[Object point labels]
■ ■ ■ ■ ■ ■ ■

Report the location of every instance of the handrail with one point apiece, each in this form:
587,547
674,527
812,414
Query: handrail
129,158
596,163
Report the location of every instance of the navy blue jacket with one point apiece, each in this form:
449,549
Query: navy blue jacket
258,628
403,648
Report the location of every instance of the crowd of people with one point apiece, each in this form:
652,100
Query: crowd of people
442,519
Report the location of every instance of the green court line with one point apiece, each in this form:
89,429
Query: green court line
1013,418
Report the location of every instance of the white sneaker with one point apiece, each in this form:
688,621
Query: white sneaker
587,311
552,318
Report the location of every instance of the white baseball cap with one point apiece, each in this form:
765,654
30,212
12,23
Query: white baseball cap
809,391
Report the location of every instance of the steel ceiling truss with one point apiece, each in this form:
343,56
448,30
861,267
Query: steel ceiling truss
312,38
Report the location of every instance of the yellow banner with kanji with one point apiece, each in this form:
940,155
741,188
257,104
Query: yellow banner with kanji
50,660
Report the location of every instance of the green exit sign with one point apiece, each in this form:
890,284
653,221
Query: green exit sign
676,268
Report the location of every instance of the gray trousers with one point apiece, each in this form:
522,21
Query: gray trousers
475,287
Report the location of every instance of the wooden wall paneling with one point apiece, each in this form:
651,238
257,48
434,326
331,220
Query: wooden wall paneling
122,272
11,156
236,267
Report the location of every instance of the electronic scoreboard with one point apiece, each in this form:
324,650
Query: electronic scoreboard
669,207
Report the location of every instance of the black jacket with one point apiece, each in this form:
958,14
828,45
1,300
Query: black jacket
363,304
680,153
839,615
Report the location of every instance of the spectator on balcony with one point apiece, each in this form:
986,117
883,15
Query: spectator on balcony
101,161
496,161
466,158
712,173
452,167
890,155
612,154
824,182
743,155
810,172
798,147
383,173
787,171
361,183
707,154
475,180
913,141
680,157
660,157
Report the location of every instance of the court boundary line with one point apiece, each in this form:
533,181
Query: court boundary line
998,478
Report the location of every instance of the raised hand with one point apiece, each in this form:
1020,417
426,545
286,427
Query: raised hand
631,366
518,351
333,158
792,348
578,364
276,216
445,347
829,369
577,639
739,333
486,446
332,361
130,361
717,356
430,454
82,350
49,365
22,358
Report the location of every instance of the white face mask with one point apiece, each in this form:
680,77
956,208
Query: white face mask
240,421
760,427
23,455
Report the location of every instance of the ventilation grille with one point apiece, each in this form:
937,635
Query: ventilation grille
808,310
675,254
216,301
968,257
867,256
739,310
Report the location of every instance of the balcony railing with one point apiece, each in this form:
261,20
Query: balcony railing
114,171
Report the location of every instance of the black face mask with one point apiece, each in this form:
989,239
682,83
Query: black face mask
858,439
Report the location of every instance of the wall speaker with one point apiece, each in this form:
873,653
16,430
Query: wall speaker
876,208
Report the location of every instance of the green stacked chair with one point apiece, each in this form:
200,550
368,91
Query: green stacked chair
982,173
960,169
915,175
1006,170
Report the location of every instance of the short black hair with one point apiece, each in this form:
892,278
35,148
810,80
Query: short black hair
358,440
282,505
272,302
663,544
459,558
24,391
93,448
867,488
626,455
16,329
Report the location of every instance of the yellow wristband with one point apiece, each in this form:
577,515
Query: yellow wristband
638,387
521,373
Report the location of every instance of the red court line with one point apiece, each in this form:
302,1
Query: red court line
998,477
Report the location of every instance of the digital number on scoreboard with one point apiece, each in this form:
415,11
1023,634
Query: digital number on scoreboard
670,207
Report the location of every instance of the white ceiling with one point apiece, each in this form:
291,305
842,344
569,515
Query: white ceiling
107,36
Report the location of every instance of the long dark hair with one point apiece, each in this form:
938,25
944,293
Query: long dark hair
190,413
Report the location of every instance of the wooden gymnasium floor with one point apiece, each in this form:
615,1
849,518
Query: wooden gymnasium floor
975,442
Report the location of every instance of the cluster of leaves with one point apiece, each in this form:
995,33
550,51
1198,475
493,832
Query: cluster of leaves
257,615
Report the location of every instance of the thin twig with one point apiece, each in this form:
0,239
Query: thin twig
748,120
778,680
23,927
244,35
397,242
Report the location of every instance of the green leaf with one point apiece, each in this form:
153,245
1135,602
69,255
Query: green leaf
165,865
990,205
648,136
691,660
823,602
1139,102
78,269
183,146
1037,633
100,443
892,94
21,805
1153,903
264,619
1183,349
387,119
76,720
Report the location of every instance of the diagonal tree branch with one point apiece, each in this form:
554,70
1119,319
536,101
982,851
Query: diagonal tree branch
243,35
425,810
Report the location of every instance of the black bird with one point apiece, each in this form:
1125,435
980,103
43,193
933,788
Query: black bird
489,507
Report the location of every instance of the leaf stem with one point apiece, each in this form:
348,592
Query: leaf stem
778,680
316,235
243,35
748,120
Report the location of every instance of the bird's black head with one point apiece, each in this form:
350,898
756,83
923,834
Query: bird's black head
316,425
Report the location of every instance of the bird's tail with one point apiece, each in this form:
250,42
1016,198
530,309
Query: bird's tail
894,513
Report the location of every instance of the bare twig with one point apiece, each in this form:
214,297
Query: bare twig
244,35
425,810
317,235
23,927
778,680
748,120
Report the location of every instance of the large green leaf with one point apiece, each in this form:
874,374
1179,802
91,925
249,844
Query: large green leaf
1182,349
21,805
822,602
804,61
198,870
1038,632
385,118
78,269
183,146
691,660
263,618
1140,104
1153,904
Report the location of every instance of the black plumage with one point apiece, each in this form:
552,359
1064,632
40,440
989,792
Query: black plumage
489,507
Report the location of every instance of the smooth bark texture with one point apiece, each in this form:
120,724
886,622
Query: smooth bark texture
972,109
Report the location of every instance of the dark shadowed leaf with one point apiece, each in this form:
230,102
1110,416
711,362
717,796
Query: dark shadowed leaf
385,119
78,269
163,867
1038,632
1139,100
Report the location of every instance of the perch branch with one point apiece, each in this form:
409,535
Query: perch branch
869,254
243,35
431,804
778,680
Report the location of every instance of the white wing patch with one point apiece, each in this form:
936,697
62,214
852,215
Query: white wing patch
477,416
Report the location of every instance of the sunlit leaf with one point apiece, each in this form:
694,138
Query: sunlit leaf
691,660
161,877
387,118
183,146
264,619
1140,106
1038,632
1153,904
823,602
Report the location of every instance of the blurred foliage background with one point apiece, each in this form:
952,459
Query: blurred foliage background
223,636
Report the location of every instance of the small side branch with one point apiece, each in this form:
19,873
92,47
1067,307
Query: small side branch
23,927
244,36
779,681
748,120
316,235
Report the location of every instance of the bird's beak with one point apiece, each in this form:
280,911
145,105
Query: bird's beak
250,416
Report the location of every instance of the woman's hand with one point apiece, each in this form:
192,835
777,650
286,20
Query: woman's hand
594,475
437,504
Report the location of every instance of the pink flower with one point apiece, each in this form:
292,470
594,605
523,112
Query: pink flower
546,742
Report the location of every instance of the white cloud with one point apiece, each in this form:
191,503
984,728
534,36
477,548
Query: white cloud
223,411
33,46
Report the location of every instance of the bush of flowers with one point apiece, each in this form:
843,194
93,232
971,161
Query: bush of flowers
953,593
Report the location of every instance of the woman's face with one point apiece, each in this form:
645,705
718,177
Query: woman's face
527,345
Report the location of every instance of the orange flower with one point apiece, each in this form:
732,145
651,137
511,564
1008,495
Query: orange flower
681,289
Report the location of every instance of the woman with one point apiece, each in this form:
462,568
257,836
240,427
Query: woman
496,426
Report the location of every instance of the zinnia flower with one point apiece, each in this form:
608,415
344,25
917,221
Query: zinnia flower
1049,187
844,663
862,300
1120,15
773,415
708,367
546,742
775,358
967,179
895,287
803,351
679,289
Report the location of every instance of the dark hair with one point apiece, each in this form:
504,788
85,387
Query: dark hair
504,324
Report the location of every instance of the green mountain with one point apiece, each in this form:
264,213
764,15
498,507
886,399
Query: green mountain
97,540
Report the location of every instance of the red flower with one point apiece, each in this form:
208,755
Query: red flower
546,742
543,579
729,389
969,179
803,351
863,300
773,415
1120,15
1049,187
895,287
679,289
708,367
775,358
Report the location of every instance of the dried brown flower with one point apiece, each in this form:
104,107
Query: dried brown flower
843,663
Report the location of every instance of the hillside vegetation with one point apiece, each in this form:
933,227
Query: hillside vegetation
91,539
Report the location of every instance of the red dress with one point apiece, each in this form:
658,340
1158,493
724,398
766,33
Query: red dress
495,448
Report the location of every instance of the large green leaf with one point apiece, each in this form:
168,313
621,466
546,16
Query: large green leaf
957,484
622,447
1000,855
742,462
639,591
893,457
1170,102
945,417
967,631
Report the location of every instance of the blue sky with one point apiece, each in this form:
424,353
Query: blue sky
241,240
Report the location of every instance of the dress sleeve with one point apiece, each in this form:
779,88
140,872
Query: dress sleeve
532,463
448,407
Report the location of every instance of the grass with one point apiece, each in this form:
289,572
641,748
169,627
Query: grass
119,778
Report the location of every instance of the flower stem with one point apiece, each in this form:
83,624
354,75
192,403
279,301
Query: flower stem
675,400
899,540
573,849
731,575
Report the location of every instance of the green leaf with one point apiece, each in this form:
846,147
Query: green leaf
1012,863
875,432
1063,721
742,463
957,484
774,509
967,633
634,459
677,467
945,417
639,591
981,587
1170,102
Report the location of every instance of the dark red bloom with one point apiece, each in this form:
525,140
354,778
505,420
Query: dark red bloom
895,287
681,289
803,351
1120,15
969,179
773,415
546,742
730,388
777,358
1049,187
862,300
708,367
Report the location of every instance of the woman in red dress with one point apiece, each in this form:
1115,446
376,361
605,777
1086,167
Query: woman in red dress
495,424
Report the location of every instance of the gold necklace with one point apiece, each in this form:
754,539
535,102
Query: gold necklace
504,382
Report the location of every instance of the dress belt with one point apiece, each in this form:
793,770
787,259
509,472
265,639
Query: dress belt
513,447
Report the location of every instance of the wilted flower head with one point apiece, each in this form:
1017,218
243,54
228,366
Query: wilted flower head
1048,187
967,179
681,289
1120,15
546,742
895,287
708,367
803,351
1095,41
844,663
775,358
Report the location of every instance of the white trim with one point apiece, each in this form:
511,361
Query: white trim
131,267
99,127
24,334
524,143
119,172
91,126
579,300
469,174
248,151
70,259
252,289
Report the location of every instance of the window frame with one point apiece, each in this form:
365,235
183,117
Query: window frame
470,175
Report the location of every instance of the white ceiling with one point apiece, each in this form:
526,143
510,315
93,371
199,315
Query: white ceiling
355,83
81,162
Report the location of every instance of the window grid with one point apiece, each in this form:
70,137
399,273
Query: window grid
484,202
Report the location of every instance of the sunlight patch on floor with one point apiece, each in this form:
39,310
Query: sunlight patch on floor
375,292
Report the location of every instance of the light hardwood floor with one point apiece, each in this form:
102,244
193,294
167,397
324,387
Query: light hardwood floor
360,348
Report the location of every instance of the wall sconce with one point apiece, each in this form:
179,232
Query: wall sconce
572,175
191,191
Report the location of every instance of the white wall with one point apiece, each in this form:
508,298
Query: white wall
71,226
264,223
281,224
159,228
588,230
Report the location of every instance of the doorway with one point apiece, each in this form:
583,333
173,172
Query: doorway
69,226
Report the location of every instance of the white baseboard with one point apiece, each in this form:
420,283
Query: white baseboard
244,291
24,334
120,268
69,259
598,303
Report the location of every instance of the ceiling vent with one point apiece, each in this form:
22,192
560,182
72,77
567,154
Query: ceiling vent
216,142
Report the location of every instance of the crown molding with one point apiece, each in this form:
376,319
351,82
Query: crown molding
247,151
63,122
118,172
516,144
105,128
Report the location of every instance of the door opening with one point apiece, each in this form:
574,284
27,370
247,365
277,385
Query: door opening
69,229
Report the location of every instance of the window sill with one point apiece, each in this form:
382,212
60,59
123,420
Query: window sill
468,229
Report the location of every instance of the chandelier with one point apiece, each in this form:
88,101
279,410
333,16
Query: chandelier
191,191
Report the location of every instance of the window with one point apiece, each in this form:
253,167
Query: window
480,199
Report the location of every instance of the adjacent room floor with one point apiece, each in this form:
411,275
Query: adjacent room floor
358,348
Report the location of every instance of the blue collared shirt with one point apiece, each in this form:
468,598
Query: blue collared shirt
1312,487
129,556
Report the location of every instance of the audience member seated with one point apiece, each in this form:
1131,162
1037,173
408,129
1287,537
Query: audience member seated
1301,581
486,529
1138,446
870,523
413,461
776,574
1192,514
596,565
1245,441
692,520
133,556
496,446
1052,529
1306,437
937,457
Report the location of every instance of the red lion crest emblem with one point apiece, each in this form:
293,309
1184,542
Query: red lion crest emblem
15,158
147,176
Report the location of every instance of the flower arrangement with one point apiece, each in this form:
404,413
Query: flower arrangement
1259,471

■ ■ ■ ■ ■ ■ ■

Send back exactly the lines from the line with "Report the location of every instance of the chandelier" through the end of the records.

Report the location of every instance of the chandelier with one point apiece, each in this form:
88,101
279,410
333,16
Query: chandelier
191,191
Report the location of every instance of the window with one point apiece, each in this form:
253,167
Query: window
480,199
Report the location of every instance of the adjacent room floor with one point apiece, each in this form:
411,275
Query: adjacent room floor
358,348
Report the location of every instance of the blue collared shirt with one point apiece, each in this form:
468,598
Query: blue collared shirt
1312,487
129,556
Report the location of every instance of the audience member seated with one point apiece, each in this form:
1131,162
1037,173
408,129
1287,537
Query: audience member seated
1301,581
486,529
1138,446
870,523
413,461
776,574
1192,514
596,565
1245,441
692,520
133,556
496,446
1052,529
1306,437
937,457
Report the location of every instance of the red lion crest emblem with one point apiece, each in this form:
293,309
1184,542
Query: red lion crest emblem
15,158
147,176
Report the location of every instance of the flower arrangement with one point apiece, each in this form:
404,413
Query: flower arrangement
1259,471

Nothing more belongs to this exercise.